**Task directions**. Rewrite everything below from the line containing "like x=334, y=413." down to the line containing "[[114, 173]]", replacing "photo" with "image" and keeping every other word unchanged. Leave the pictures out of your version.

**Available data**.

· · · · ·

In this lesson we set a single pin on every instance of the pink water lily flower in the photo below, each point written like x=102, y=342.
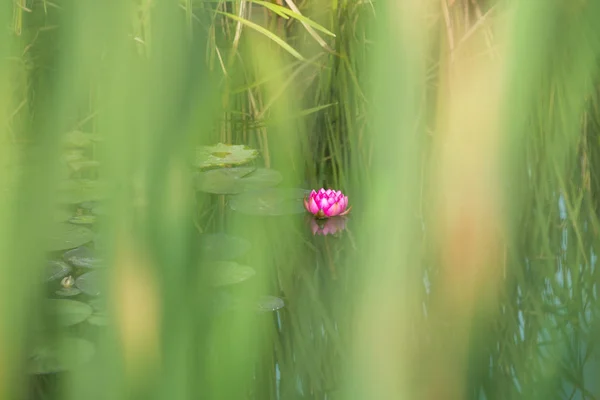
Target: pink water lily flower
x=326, y=203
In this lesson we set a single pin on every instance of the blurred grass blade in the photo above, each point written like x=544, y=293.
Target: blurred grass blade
x=266, y=33
x=285, y=12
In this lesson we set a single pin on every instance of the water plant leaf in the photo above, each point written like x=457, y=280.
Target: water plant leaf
x=222, y=155
x=63, y=355
x=229, y=273
x=89, y=283
x=220, y=246
x=83, y=219
x=56, y=270
x=76, y=191
x=270, y=303
x=98, y=319
x=78, y=139
x=68, y=312
x=61, y=215
x=67, y=236
x=236, y=180
x=269, y=202
x=83, y=257
x=68, y=292
x=265, y=32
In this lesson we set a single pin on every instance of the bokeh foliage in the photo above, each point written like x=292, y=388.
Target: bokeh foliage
x=465, y=133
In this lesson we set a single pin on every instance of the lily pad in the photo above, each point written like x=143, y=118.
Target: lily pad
x=220, y=246
x=61, y=215
x=63, y=355
x=230, y=273
x=269, y=202
x=83, y=257
x=222, y=155
x=56, y=270
x=68, y=312
x=67, y=236
x=99, y=210
x=68, y=292
x=270, y=303
x=88, y=205
x=236, y=180
x=89, y=283
x=83, y=220
x=98, y=304
x=98, y=319
x=76, y=191
x=78, y=139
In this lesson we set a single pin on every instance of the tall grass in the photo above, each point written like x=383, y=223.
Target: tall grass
x=465, y=133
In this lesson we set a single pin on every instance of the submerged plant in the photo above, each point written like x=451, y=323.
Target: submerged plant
x=326, y=203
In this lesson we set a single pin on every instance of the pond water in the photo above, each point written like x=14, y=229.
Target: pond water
x=267, y=261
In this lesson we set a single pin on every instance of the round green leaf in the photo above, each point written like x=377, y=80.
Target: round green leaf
x=63, y=355
x=68, y=312
x=89, y=283
x=270, y=303
x=83, y=257
x=67, y=236
x=236, y=180
x=78, y=139
x=83, y=220
x=229, y=273
x=76, y=191
x=68, y=292
x=269, y=202
x=56, y=270
x=220, y=246
x=61, y=215
x=222, y=155
x=98, y=319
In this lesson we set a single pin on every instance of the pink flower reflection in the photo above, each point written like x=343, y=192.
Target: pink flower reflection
x=329, y=226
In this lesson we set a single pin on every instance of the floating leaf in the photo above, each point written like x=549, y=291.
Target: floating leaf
x=61, y=215
x=64, y=355
x=220, y=246
x=88, y=205
x=78, y=139
x=98, y=304
x=68, y=292
x=56, y=270
x=68, y=236
x=269, y=202
x=99, y=210
x=89, y=283
x=82, y=164
x=270, y=303
x=76, y=191
x=229, y=273
x=236, y=180
x=83, y=257
x=83, y=220
x=222, y=155
x=68, y=312
x=98, y=319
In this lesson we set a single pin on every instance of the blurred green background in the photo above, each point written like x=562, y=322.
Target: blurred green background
x=153, y=160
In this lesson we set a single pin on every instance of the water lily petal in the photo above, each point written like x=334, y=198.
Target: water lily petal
x=323, y=204
x=333, y=210
x=313, y=207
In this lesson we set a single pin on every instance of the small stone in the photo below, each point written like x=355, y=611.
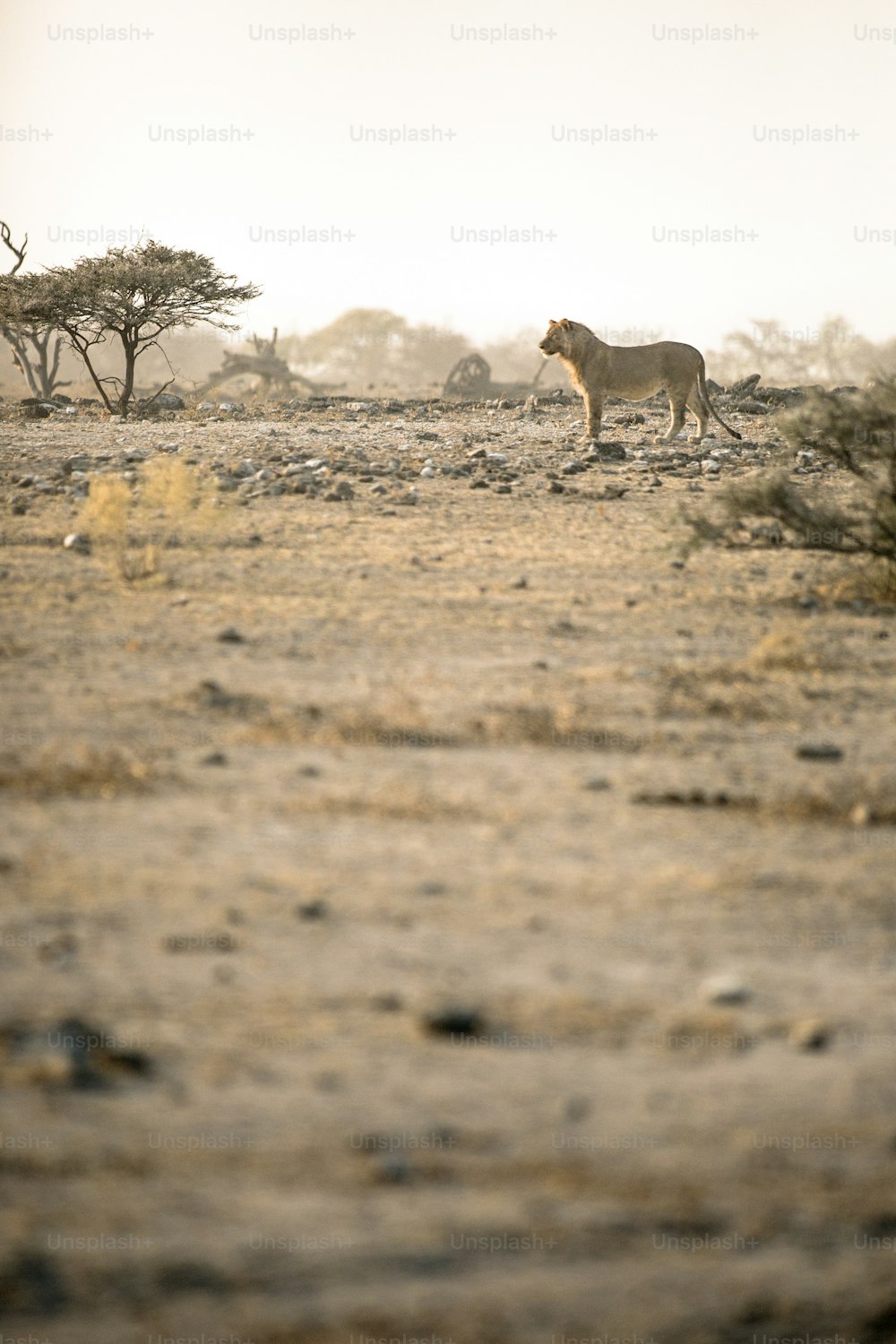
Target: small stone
x=810, y=1035
x=389, y=1003
x=818, y=752
x=724, y=989
x=454, y=1021
x=432, y=889
x=314, y=910
x=394, y=1169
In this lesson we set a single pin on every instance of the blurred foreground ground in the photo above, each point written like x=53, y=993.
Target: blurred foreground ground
x=358, y=967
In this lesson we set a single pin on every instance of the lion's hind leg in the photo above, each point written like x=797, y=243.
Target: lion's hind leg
x=700, y=411
x=677, y=418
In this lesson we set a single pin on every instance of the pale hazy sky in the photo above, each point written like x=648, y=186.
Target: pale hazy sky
x=686, y=134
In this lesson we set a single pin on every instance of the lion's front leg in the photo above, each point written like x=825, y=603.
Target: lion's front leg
x=592, y=410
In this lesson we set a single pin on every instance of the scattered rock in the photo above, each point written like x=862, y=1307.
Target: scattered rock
x=454, y=1021
x=314, y=910
x=818, y=752
x=724, y=989
x=810, y=1035
x=745, y=386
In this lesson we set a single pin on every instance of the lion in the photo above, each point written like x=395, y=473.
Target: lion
x=633, y=373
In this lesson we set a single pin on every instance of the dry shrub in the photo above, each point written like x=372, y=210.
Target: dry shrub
x=857, y=433
x=174, y=505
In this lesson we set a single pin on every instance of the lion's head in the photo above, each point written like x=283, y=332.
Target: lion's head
x=563, y=338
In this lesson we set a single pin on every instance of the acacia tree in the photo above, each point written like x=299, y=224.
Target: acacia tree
x=132, y=295
x=35, y=349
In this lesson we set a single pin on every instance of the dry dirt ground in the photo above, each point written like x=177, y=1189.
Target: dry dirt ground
x=421, y=918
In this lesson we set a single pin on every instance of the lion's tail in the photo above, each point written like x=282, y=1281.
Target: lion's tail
x=702, y=389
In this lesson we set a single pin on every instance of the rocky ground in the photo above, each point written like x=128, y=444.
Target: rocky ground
x=437, y=902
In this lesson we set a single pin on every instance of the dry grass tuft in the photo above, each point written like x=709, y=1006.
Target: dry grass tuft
x=174, y=504
x=77, y=771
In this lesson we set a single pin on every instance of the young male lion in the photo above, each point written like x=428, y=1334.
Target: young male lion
x=633, y=373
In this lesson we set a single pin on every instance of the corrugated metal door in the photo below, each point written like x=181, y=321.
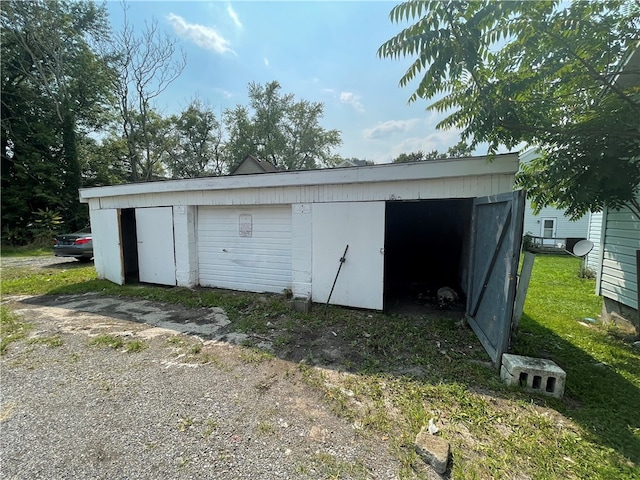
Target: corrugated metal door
x=107, y=250
x=245, y=248
x=361, y=226
x=495, y=251
x=156, y=255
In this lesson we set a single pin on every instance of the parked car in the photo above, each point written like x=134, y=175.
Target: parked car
x=78, y=245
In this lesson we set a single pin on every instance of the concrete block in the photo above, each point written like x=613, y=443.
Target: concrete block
x=433, y=450
x=533, y=374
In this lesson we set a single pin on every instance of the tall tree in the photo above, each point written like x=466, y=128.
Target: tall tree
x=198, y=143
x=543, y=73
x=54, y=91
x=280, y=129
x=459, y=150
x=146, y=64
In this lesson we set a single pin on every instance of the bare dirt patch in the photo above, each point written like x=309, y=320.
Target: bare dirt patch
x=185, y=406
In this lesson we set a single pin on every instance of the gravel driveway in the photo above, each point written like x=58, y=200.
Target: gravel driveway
x=181, y=407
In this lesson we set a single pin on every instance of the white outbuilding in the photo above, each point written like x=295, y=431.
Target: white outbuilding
x=454, y=223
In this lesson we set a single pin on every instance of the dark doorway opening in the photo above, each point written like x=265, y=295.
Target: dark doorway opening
x=426, y=248
x=129, y=245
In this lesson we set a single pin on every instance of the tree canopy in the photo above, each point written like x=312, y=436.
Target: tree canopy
x=541, y=73
x=281, y=130
x=54, y=89
x=459, y=150
x=80, y=108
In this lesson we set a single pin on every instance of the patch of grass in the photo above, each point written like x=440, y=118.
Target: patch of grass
x=12, y=328
x=25, y=251
x=107, y=341
x=330, y=467
x=51, y=341
x=497, y=431
x=135, y=346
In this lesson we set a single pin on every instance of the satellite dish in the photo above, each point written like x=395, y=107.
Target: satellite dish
x=582, y=248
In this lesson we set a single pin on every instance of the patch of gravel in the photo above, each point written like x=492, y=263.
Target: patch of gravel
x=83, y=411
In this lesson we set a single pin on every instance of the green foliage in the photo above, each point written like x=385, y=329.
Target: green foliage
x=461, y=149
x=279, y=129
x=12, y=328
x=542, y=73
x=198, y=149
x=46, y=225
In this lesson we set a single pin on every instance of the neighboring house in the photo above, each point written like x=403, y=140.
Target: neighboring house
x=551, y=225
x=618, y=265
x=252, y=165
x=617, y=236
x=453, y=222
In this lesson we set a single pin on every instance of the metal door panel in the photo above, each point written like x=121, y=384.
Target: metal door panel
x=107, y=250
x=495, y=248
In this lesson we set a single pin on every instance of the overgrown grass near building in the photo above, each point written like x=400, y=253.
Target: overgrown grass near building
x=402, y=370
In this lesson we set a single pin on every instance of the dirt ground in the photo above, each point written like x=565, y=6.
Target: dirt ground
x=192, y=403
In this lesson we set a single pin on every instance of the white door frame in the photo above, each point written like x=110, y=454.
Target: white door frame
x=549, y=240
x=156, y=252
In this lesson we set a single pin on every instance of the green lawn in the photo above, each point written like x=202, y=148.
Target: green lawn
x=494, y=431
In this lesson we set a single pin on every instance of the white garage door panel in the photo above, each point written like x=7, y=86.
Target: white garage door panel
x=259, y=263
x=361, y=226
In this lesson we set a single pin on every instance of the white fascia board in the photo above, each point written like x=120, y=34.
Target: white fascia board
x=529, y=154
x=463, y=167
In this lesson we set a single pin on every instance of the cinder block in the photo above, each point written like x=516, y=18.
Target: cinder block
x=533, y=374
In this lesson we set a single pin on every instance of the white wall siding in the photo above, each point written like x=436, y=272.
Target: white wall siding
x=458, y=187
x=594, y=234
x=255, y=261
x=565, y=228
x=184, y=228
x=301, y=249
x=618, y=278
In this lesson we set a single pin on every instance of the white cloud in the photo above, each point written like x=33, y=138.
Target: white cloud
x=223, y=92
x=388, y=128
x=234, y=16
x=202, y=36
x=352, y=99
x=440, y=140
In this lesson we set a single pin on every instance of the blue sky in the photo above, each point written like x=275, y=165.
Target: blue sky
x=319, y=51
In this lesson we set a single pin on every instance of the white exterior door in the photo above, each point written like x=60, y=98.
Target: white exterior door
x=548, y=230
x=361, y=226
x=107, y=250
x=245, y=248
x=156, y=255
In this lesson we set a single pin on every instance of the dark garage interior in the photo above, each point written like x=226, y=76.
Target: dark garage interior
x=426, y=248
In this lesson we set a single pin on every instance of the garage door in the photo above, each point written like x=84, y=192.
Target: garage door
x=245, y=248
x=361, y=226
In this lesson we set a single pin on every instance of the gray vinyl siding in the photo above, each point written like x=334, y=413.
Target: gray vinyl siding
x=618, y=279
x=595, y=235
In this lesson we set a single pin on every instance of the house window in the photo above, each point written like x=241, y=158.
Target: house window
x=549, y=227
x=245, y=226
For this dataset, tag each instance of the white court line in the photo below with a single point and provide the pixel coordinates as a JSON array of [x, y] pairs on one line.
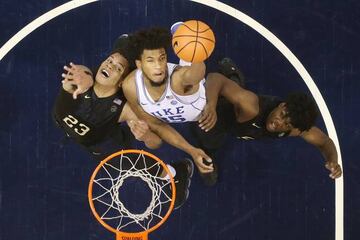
[[39, 22], [339, 192], [339, 183]]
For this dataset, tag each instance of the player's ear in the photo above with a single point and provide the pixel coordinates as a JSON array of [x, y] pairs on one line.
[[138, 64]]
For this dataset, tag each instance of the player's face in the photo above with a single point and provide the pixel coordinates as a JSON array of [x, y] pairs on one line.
[[277, 121], [153, 64], [112, 70]]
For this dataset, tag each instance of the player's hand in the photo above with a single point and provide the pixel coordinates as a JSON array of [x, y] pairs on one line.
[[139, 128], [202, 161], [79, 76], [208, 118], [334, 168]]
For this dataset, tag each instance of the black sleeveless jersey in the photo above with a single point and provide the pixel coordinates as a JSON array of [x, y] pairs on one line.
[[256, 127], [88, 119]]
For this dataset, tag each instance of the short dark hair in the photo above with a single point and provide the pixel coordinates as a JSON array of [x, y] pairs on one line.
[[123, 46], [150, 39], [302, 110]]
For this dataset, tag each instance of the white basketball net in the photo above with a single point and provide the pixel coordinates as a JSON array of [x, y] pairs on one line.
[[114, 173]]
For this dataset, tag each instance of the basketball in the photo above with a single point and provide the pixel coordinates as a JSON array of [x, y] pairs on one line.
[[193, 41]]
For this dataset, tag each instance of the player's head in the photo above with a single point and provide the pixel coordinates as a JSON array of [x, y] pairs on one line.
[[114, 69], [151, 56], [298, 111]]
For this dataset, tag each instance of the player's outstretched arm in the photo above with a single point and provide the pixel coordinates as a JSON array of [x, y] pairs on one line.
[[327, 148], [139, 128], [77, 79], [164, 130], [219, 85]]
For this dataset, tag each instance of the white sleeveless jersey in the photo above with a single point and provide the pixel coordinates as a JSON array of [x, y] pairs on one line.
[[171, 107]]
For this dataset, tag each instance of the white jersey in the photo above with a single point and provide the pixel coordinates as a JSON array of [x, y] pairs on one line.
[[171, 107]]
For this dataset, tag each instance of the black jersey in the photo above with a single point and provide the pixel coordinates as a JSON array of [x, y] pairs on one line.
[[256, 127], [88, 119]]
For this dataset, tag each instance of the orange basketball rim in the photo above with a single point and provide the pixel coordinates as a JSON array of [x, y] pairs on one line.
[[107, 164]]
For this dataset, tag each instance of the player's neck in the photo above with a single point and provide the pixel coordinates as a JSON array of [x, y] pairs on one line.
[[104, 91], [155, 92]]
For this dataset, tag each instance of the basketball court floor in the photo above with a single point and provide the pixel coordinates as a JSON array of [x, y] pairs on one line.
[[267, 189]]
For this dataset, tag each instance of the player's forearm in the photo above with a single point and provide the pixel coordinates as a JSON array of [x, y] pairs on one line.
[[213, 89], [328, 150], [152, 140]]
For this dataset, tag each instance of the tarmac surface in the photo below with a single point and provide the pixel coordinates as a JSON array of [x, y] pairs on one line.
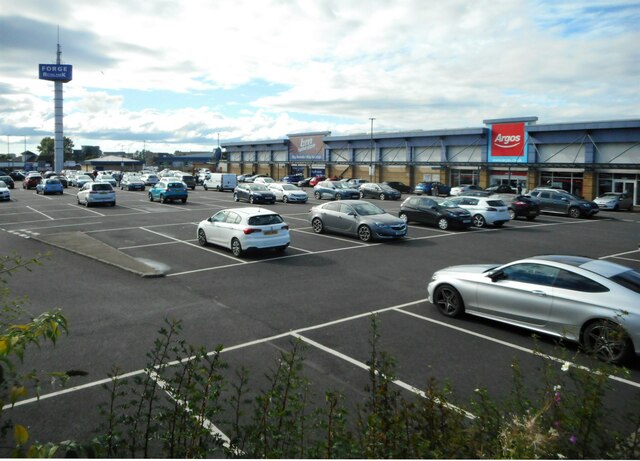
[[83, 244]]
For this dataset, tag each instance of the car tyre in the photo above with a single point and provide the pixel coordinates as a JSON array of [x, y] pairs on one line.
[[317, 225], [443, 224], [364, 233], [574, 212], [236, 247], [479, 221], [607, 341], [448, 301], [202, 237]]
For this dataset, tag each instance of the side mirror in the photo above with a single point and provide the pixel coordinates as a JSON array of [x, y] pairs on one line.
[[496, 275]]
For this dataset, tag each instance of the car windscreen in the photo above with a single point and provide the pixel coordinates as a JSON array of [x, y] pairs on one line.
[[265, 220], [367, 209]]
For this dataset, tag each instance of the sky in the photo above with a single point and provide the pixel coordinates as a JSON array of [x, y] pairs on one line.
[[185, 75]]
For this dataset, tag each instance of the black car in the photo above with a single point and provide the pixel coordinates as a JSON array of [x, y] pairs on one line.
[[378, 190], [520, 206], [399, 186], [8, 181], [429, 210], [560, 201], [253, 193]]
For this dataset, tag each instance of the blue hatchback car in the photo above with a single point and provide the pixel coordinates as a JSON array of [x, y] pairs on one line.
[[49, 186], [169, 191]]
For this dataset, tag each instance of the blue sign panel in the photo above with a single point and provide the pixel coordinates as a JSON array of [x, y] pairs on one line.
[[56, 72]]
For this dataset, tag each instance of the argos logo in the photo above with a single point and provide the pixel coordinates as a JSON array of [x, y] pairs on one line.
[[507, 140]]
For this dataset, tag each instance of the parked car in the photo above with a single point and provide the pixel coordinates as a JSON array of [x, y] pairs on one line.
[[431, 188], [50, 185], [378, 190], [559, 201], [220, 181], [8, 181], [132, 182], [357, 218], [520, 206], [457, 190], [169, 191], [31, 181], [105, 177], [316, 179], [96, 192], [244, 229], [590, 301], [150, 179], [399, 186], [484, 210], [430, 210], [335, 190], [5, 193], [253, 193], [80, 180], [612, 201], [288, 193]]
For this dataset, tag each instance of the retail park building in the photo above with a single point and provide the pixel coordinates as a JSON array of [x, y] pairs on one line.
[[585, 158]]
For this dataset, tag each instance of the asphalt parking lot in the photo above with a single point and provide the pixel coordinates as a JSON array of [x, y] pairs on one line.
[[323, 290]]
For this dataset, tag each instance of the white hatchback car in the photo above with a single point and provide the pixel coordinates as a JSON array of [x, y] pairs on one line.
[[288, 193], [242, 229], [484, 210], [96, 192]]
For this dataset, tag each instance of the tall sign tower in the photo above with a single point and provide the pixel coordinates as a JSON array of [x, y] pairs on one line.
[[58, 73]]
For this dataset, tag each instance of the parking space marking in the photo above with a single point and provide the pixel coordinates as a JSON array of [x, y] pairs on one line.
[[516, 347], [185, 242], [40, 212], [365, 367]]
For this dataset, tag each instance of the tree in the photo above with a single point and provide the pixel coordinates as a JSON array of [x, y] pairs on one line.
[[47, 149]]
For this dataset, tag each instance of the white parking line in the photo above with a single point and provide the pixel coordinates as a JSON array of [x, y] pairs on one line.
[[40, 212]]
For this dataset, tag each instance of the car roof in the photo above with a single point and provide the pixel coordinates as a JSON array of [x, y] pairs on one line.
[[597, 266]]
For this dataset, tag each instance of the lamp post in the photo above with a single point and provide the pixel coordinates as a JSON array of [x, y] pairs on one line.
[[371, 172]]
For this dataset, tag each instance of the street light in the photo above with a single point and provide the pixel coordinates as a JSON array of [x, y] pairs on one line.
[[371, 173]]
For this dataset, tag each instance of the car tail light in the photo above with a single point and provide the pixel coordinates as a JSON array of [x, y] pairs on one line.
[[250, 230]]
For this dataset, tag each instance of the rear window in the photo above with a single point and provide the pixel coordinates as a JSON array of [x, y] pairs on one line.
[[265, 220]]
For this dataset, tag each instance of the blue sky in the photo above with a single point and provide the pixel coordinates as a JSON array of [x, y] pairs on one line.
[[176, 75]]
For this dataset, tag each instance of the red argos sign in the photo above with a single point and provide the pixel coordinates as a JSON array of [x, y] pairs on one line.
[[508, 140]]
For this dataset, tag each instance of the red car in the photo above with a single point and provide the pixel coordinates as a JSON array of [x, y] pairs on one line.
[[31, 181], [315, 180]]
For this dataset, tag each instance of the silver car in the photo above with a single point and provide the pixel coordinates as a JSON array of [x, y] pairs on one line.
[[358, 218], [590, 301], [614, 201]]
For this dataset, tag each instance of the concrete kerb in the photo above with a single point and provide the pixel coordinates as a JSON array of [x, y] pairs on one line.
[[81, 243]]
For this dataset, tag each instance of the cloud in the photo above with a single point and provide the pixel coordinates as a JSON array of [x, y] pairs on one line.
[[180, 73]]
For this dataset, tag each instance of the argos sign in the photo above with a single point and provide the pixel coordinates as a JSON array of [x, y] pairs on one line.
[[508, 143]]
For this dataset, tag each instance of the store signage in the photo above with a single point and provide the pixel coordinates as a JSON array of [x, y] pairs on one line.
[[56, 72], [309, 147], [508, 143]]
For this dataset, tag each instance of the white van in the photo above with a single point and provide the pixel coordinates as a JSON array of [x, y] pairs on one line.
[[221, 181]]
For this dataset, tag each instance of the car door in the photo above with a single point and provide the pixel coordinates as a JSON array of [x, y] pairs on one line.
[[214, 228], [520, 293]]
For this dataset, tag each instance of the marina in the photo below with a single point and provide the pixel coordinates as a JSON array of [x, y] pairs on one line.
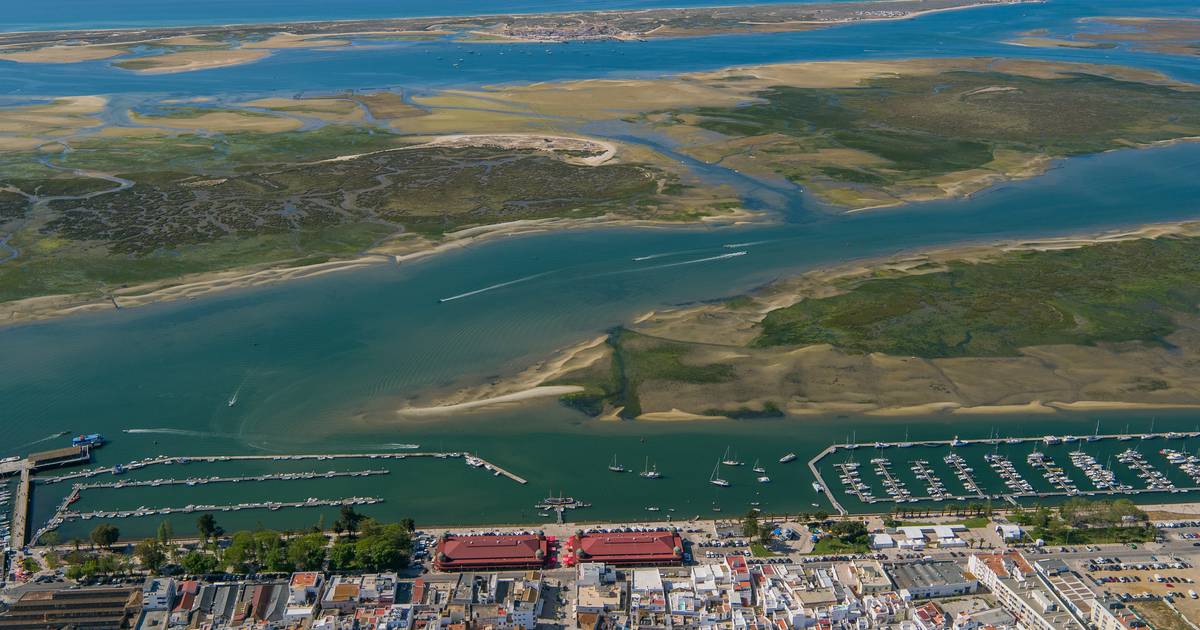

· · · · ·

**Exercise answer**.
In this lesson we set a single pin on every instance of the gray vinyl siding in the image above, each point written like x=334, y=413.
Target: gray vinyl siding
x=618, y=279
x=595, y=235
In this lesson we set a single pin on every instance of the house window in the image above, each point written like x=241, y=158.
Target: house window
x=549, y=227
x=245, y=226
For this dataset, tag each instance of the white court line in the image below with a single point and provide the pixel coordinates as a JSON array of [x, y] pairs on one line.
[[39, 22], [339, 192], [339, 183]]
For this dataset, tag each instance of the player's ear in the image above with a single point and provide the pixel coordinates as a JSON array of [x, y] pairs on one line.
[[138, 64]]
For this dataset, tag each instance of the player's face in the image above with a single point and provide the pixel coordinates as a JSON array of [x, y] pairs on one line.
[[277, 121], [153, 64], [112, 70]]
For this dataset, tag each instance of the player's hand in the image above with a single point and provide the pixel coordinates as a JSON array of [x, y] pairs on one line.
[[139, 128], [202, 161], [79, 76], [208, 118], [334, 168]]
For this dataset, tag each instance of the black sleeveless jersey in the image above with a single point and provide the pixel coordinates as a JSON array of [x, y] pairs on one line.
[[256, 127], [88, 119]]
For this dataset, tag each instance of the short dark hair in the image above with a single point and provide the pixel coordinates as a JSON array of [x, y] pairs on one line.
[[123, 46], [150, 39], [302, 110]]
For this dataset, tag each instance of the white basketball net in the image above with a single point and provide the pixel coordinates as a JSON array of [x, y] pairs on one line.
[[114, 173]]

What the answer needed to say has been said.